■ INSTRUCTION 1
Return the rows below verbatim, beginning with the first row and ending after the line that contains "point(417, 105)".

■ EXCERPT
○ ○ ○ ○

If it is accepted that the inscription applied by a faithful servant or student of Choying Dorje is accurate then the dating mystery is solved. Choying Dorje lived during the 17th century and it follows that the work was created sometime by him at that time. If the inscription is not considered reliable then other considerations come into play such as the art style of the object, patina, metal composition, wear, analysis of the break in the legs and subsequent repair with zinc, or zinc alloy. Considering all of these factors then the object appears to be much older and much earlier in date. Typically objects with this type of patina and extensive wear, following an archaic art style, would be dated to the second half of the first millennium C.E. and not to the 17th century or later. The dating remains a mystery.

○ ○ ○ ○

■ GIVEN INFORMATION
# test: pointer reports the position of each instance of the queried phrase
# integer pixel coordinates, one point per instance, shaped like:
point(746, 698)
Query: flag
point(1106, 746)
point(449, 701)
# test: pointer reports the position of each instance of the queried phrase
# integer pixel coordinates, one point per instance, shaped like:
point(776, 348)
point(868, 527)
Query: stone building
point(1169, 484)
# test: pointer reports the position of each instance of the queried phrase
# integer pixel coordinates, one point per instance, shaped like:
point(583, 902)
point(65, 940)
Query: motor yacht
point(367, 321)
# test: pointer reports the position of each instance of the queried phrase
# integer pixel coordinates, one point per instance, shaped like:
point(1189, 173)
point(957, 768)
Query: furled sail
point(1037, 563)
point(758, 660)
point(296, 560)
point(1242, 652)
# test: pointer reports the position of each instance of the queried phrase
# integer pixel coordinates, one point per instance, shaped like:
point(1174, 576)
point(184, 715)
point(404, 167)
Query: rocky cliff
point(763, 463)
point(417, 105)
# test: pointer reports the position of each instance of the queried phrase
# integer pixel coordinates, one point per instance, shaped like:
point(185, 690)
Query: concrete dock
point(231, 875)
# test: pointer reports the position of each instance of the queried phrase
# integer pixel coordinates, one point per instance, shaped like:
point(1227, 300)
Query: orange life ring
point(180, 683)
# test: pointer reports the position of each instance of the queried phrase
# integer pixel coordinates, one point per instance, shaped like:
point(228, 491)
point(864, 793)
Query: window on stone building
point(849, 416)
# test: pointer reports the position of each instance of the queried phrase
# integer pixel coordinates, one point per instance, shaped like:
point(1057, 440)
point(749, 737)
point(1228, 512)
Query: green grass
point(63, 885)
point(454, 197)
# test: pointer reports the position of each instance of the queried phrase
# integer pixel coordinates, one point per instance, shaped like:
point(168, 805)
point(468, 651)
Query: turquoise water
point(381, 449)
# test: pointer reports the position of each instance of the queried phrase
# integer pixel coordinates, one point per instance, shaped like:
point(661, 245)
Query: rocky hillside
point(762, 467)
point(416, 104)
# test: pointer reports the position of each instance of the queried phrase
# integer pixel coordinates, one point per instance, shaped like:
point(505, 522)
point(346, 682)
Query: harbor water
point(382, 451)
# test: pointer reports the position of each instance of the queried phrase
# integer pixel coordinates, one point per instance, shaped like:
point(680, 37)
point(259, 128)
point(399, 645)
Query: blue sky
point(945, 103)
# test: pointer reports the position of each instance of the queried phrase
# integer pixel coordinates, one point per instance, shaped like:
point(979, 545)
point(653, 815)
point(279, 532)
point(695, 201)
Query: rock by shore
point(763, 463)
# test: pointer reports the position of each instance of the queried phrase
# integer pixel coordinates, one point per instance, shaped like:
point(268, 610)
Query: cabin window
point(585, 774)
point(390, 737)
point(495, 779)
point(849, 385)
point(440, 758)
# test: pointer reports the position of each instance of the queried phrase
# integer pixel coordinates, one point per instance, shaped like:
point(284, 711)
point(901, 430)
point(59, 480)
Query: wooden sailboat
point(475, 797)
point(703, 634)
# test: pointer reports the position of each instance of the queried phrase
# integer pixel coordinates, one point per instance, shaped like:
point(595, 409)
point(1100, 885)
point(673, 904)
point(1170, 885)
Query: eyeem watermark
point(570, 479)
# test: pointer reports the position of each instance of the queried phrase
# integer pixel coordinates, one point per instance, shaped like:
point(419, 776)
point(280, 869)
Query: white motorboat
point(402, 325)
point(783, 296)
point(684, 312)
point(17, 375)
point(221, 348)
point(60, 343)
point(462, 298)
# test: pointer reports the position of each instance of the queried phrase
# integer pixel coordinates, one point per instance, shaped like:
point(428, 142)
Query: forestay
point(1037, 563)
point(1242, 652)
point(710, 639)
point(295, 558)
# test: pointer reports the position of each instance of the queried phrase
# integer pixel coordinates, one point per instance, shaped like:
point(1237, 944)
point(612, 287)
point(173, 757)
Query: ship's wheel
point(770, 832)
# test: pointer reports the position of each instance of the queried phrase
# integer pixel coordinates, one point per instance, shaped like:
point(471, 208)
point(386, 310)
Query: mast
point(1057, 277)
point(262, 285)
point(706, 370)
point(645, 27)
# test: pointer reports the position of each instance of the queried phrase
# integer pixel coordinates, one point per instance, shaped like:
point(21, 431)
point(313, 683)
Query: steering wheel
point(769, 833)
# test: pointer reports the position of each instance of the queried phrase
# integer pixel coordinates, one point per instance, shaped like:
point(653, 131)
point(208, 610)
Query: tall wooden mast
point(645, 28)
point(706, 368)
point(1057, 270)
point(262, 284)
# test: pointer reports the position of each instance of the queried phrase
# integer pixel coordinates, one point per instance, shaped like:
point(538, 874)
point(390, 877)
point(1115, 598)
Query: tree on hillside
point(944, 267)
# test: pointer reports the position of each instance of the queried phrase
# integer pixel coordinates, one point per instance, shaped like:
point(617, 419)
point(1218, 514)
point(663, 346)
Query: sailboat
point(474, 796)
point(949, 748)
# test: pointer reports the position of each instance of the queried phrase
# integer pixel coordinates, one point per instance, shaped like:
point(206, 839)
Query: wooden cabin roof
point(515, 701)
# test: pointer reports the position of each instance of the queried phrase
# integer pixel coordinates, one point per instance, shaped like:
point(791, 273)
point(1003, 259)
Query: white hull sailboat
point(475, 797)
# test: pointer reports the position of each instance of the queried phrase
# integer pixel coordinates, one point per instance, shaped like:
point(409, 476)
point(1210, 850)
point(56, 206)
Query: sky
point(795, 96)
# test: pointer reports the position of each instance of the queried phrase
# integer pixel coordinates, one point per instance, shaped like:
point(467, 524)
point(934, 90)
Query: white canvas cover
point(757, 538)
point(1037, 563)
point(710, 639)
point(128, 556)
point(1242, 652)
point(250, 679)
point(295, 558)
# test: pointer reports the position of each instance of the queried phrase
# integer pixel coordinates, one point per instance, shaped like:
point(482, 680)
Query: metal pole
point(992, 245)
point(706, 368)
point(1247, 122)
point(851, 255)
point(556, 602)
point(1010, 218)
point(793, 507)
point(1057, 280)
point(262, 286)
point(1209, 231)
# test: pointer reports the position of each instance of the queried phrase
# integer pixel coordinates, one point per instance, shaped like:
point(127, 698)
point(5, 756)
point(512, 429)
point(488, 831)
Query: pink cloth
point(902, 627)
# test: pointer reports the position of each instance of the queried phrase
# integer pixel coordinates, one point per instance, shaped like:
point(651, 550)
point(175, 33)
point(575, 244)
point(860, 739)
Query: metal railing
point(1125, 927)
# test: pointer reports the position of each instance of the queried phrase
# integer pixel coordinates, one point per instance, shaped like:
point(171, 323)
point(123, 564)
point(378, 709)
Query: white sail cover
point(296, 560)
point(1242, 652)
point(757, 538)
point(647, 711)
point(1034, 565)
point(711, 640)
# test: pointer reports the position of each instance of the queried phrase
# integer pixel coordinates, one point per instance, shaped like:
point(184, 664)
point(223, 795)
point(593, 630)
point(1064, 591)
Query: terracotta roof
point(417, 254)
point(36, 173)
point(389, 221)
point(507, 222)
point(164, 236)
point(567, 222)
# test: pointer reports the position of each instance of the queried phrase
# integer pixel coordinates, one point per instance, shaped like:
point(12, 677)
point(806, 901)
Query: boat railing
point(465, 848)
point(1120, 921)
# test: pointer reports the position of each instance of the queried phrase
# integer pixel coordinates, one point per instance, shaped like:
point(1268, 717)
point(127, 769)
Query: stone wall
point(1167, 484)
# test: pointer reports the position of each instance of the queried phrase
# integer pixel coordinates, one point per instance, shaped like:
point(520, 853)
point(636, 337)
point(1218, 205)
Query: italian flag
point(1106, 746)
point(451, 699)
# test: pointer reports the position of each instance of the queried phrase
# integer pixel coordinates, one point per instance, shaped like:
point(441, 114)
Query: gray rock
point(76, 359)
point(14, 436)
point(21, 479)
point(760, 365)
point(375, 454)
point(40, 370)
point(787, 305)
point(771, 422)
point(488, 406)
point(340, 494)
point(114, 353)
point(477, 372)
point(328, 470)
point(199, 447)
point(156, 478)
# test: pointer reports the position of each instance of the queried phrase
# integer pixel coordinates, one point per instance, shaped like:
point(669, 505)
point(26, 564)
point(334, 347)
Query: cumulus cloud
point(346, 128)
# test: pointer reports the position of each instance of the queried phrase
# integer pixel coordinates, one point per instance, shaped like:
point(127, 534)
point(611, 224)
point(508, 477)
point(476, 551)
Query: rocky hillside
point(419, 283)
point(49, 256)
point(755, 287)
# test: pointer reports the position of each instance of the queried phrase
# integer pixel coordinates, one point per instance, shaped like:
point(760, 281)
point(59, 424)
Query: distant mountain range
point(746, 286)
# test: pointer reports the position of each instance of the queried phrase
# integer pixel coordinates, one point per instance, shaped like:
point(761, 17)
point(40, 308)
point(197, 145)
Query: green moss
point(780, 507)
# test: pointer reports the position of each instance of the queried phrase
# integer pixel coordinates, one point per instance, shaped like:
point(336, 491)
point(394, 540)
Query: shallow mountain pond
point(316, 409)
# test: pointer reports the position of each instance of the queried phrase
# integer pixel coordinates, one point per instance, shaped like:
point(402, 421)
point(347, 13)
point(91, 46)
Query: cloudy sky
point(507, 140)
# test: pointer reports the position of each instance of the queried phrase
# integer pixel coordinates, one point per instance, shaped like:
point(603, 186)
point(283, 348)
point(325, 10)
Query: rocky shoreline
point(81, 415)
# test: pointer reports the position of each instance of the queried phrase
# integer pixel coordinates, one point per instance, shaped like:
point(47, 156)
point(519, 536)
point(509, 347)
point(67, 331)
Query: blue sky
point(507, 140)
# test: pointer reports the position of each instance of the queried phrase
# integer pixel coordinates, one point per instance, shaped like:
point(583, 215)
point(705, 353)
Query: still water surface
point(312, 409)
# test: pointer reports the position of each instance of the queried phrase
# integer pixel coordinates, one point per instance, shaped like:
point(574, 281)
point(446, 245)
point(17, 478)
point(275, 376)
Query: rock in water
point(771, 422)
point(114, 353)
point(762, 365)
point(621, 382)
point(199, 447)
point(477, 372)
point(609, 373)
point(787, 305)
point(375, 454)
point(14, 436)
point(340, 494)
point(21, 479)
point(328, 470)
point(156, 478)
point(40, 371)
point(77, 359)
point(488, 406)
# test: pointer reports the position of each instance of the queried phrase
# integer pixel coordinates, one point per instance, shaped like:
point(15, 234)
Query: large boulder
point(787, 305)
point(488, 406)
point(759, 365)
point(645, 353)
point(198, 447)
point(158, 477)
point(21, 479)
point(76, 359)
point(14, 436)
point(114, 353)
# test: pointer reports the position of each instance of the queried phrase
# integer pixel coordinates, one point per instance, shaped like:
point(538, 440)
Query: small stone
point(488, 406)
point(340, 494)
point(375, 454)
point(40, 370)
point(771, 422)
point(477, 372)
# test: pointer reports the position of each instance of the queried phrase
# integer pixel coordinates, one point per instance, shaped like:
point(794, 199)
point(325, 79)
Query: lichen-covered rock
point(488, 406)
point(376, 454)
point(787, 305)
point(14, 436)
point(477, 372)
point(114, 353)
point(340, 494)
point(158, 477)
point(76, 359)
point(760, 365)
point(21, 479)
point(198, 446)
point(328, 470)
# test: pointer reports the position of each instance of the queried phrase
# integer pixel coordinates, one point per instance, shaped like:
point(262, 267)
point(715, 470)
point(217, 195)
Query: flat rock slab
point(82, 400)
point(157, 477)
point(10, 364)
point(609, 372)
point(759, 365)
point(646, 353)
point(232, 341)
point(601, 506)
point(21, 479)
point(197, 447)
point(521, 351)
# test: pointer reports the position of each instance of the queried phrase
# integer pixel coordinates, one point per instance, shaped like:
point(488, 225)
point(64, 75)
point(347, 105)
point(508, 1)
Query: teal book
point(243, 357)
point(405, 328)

○ ○ ○ ○

■ INSTRUCTION 2
Retype the passage from the excerpt above on dating the Choying Dorje object word for word, beginning at the words "If it is accepted" and ending after the words "remains a mystery.".

■ FINAL RESULT 1
# test: pointer reports the position of each instance of the queried phrase
# integer pixel coordinates, one point per instance, shaped like:
point(746, 698)
Query: flag
point(1106, 746)
point(449, 701)
# test: pointer reports the position of each instance of the queried phrase
# integer pixel coordinates, one point per instance, shaped like:
point(776, 348)
point(868, 527)
Query: stone building
point(1169, 484)
# test: pointer reports the position of each instance of the queried phrase
# integer pixel coordinates, one point per instance, shaped like:
point(583, 902)
point(65, 940)
Query: motor yacht
point(367, 321)
# test: pointer reports the position of each instance of the queried phrase
# integer pixel coordinates, one point per instance, shaped like:
point(1189, 173)
point(957, 768)
Query: furled sail
point(1037, 563)
point(758, 660)
point(296, 560)
point(1242, 652)
# test: pointer reports the position of each instance of the queried phrase
# integer pixel coordinates, one point per instance, shaped like:
point(1174, 576)
point(184, 715)
point(404, 167)
Query: rocky cliff
point(763, 463)
point(417, 105)

■ FINAL RESULT 2
If it is accepted that the inscription applied by a faithful servant or student of Choying Dorje is accurate then the dating mystery is solved. Choying Dorje lived during the 17th century and it follows that the work was created sometime by him at that time. If the inscription is not considered reliable then other considerations come into play such as the art style of the object, patina, metal composition, wear, analysis of the break in the legs and subsequent repair with zinc, or zinc alloy. Considering all of these factors then the object appears to be much older and much earlier in date. Typically objects with this type of patina and extensive wear, following an archaic art style, would be dated to the second half of the first millennium C.E. and not to the 17th century or later. The dating remains a mystery.